§ Fragment:
☆ ☆ ☆
Październikowe szczęścia 2018
-
WIADOMOŚĆ
-
Oj, bo każde dziecko lubi co innego. Mój ma bzika na punkcie samochodów. W domu ma ich tysiące. W kąciku zabaw ("fikolki") zawsze najpierw szuka aut, a dopiero później inne atrakcje. Na dworze podbiega do samochodów i je dotyka, próbuje otwierać, ogląda.
-
My szczepilismy Priorixem, mój mąż jest bardziej obeznany w tym. Czy jest lepsza od MMR nie wiem. Ogólnie mnie szczepienia stresują. Po tej szczepionce Julce nic nie było.
Co do piasku kinetycznego, mamy i czasem się bawimy. Oczywiście musi być po kontrola, co prawda nie próbowała jeść ale nigdy pewnosci nie mam czy ją to nie pokusi.
Za to w weekend zrobiłam mase a’la plastelina z przepisu z IG (u wojtusia na talerzu)- 1 szkl kaszki ryżowej ( kupiłam truskawkowa z bobovity), 1 szkl maki ziemniaczanej, 3 łyżeczki olejku, pol szkl wody i zabarwilammto liofilizowana aronia,ugniotlam i gotowe. Julka fajnie się przy tym bawiła i raczej nic by jej nje było jakby w razie co zjadła polecam
-
Jesi chodzi o tv to włączam dopiero na fakty i sporadycznie w ciągu dnia. Jak chce coś zrobić czasem zdąży mi się włączyć jej baranka Shaun ale tak jak u większości obejrzy 2 odcinki max. Moja ciotka jak z nia zostaje nie umie jej inaczej uśpić jak przy bajce i coż trudno to ona robi mi przysługę ze z nia zoastaje wiec nie zamierzam stawiać jej jakiś warunków. Reaguje podobnie znazywa zwierzaki i wola do nich. Telefon traktuje jak każdy inny przedmiot w domu typu szczotka czy Gazeta weźmie poglada aprzylozy do ucha powie halo halo babcia i mi oddaje. Raz w tygodniu rozmawia z babcia na wideo. Nie puszczam jej ani muzyki ani bajek z tabletu ani telefonu, ekran owszem ale u nas tylko tv. Chic musicie nauczyć się jeść bez bajek mam znajoma której 3 letnie dziecko je tylko tak od zawsze są ogromne awantury, w knajpie musi mieć tel na plazy telefonów wszędzie, jak byliśmy z ńimi na urlopie to ja świra dostawałam już serio od tych yutubowych hitów, miałam przykład jak kończy się jedzenie przez yt i dlatego moja Jaga absolutnie nie je przy zadym ekranie.
☆ ☆ ☆
§ Zadania:
a - Na punkcie czego, według pierwszego akapitu fragmentu, ma bzika opisane tam dziecko?
b - Przepisz z fragmentu tekst od „Co do piasku” do „to nie pokusi.”.
Rekordy pochodzą z innego źródła.
☆ ☆ ☆
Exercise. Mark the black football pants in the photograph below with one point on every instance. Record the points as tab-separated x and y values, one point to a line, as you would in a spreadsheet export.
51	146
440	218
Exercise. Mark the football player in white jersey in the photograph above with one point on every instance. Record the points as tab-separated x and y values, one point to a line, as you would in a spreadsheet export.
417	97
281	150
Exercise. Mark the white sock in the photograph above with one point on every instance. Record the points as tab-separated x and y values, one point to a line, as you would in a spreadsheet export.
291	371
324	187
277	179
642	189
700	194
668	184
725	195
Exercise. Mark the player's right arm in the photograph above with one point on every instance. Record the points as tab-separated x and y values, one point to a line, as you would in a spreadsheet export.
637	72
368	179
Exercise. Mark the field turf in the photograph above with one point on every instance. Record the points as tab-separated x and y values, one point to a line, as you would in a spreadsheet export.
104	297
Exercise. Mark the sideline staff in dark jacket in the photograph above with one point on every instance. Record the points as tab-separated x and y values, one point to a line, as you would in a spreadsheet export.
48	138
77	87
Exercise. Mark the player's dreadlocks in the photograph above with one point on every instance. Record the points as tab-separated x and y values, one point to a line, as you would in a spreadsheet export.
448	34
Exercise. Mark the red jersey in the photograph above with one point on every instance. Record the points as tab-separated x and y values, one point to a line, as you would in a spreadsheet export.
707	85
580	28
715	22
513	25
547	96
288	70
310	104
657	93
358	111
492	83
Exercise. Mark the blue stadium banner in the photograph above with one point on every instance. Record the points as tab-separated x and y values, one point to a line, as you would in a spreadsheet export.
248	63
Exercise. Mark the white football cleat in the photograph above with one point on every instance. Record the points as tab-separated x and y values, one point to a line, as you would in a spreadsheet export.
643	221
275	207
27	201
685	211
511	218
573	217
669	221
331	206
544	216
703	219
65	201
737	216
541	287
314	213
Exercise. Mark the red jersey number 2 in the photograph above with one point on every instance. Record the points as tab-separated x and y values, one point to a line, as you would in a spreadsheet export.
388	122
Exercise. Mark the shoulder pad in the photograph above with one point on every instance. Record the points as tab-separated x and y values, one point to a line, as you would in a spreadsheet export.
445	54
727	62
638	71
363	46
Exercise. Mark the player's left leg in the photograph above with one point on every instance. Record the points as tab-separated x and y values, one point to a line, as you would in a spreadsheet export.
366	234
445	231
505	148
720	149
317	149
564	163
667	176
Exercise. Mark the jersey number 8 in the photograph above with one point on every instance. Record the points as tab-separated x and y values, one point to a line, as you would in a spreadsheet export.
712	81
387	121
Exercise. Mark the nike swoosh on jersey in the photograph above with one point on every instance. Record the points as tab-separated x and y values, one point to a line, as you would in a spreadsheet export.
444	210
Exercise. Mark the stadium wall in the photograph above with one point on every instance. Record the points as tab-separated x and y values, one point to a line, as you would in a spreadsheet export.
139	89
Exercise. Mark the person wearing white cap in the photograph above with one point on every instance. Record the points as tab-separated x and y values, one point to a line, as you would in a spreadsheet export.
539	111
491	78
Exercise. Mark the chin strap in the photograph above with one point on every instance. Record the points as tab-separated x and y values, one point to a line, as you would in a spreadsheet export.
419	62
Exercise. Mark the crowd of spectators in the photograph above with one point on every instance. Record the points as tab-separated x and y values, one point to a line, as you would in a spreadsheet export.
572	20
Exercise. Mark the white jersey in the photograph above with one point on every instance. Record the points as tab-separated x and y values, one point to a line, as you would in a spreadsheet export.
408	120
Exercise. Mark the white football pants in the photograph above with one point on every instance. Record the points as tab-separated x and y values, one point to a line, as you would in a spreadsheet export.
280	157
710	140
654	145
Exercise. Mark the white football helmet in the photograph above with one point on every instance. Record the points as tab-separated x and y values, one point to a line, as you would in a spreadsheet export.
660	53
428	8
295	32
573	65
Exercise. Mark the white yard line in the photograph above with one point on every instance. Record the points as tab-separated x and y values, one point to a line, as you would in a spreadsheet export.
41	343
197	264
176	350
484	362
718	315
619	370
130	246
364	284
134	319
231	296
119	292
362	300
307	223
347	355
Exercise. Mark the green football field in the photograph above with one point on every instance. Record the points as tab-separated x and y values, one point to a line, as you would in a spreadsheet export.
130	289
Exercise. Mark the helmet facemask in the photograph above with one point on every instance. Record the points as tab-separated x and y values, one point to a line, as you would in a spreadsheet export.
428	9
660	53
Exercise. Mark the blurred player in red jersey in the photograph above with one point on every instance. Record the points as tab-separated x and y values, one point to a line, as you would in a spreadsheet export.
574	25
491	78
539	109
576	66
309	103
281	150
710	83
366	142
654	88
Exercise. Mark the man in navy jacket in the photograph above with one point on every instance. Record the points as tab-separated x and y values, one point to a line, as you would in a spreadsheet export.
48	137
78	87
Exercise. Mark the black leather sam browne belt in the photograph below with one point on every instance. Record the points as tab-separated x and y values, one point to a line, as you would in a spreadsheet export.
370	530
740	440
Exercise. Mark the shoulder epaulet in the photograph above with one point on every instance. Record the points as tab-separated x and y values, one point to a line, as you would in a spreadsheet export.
☆ ☆ ☆
§ Oczekiwane odpowiedzi:
a - Na punkcie samochodów.

b -
Co do piasku kinetycznego, mamy i czasem się bawimy. Oczywiście musi być po kontrola, co prawda nie próbowała jeść ale nigdy pewnosci nie mam czy ją to nie pokusi.